● TEXTAUSZUG
====
Entscheidungsstichwort (Thema)

Einkommensteuer, Lohnsteuer, Kirchensteuer

 

Leitsatz (amtlich)

Verzichtet ein Beamter darauf, sich im Dienst erwachsene Unkosten von der öffentlichen Hand erstatten zu lassen, so können diese Aufwendungen nicht als Werbungskosten bei der Ermittlung der Einkünfte aus nichtselbständiger Arbeit geltend gemacht werden.

 

Normenkette

EStG § 12 Nr. 1, § 9

 

Tatbestand

Der Beschwerdeführer (Bf.) ist Amtsgerichtsrat und als Verkehrsrichter für Strafsachen gegen Jugendliche und Heranwachsende und solche Personen, die in diesem Verfahren gemäß § 103 des Jugendgerichtsgesetzes (JGG) befangen sind, bestellt. Die Verkehrssachen machen 90 % seiner richterlichen Tätigkeit aus.

Streitig ist, ob der Bf. a) Kosten zur Erlangung eines Führerscheines in Höhe von ----------------------------------------------- 232,20 DM b) Fahraufwendungen für Benzin und öl in Höhe von 156,10 DM als Werbungskosten geltend machen kann. Der Bf. brachte im Berufungsverfahren vor, als Verkehrsrichter müsse er nicht nur einen Führerschein besitzen, sondern auch ständige Fahrpraxis haben. Wenn es auch richtig sei, daß der Staat die mit der Tätigkeit eines Richters zusammenhängenden Kosten nicht immer zu tragen pflege, so bestünde für einen Verkehrsrichter doch die zwingende berufliche Pflicht, sich mit dem heutigen Verkehrsleben so vertraut zu machen, daß er die innere überzeugung haben könne, über Probleme und Menschen des Verkehrslebens auf oft einschneidende Weise richten zu können. Darüber hinaus sei es in vielen Straffällen notwendig, sich vor dem Termin die örtlichkeit anzusehen. Daher erklärten sich seine entsprechenden Fahrausgaben als typische berufliche Werbungskosten.
====
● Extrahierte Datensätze

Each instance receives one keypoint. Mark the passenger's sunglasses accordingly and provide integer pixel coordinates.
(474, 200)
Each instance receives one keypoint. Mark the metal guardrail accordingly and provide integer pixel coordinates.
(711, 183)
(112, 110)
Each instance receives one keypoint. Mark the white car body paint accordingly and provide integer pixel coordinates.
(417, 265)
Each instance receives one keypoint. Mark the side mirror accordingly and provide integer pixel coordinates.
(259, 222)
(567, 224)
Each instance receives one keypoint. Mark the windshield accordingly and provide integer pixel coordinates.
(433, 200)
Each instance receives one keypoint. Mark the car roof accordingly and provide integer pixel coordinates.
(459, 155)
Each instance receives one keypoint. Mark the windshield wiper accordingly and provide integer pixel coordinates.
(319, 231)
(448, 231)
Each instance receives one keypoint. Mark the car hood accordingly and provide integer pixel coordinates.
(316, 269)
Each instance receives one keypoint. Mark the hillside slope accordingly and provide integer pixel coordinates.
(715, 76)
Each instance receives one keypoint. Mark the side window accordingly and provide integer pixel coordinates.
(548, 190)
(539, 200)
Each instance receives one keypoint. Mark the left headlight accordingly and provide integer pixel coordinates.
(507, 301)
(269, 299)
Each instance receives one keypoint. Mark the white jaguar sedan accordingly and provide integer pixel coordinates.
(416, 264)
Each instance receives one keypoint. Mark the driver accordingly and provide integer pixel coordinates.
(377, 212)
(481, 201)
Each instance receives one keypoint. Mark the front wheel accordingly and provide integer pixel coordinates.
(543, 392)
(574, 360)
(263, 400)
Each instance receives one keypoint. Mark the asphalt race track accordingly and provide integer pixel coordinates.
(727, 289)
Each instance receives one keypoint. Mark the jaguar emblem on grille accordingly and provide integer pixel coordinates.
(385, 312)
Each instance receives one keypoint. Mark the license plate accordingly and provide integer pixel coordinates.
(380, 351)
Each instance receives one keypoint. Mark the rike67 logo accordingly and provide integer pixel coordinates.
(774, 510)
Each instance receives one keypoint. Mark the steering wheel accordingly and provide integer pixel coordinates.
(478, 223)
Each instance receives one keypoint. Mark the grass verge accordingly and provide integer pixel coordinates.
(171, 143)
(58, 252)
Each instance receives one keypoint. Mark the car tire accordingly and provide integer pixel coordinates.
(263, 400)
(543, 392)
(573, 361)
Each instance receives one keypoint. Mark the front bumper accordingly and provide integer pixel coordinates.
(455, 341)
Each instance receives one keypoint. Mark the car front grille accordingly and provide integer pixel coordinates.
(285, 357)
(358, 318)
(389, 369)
====
● AUFGABE
Führen Sie den Textauszug zur steuerlichen Geltendmachung der Führerschein- und Fahrkosten eines Verkehrsrichters im Anschluss an seinen letzten Satz fort.

● LÖSUNG
Der Steuerpflichtige hat bei der Justizverwaltung einen Antrag auf übernahme der Kosten für seinen Fahrkursus gestellt. Der Landgerichtspräsident hat diesen Antrag mit Schreiben vom 2. März 1955 wie folgt abgelehnt:

"Da Sie den Führerschein bereits am 2. Juni 1953 erworben haben, besteht leider nicht mehr die Möglichkeit, einen Teil dieser Ausbildungskosten im Jahre 1955 noch auf die Landeskasse zu übernehmen. Hinzu kommt, daß Mittel für die kraftfahrtechnische Ausbildung für Richter erstmalig am 16. Oktober 1953 zur Verfügung gestellt worden sind, demnach zu einer Zeit, als ihre kraftfahrtechnische Ausbildung bereits seit langem abgeschlossen war."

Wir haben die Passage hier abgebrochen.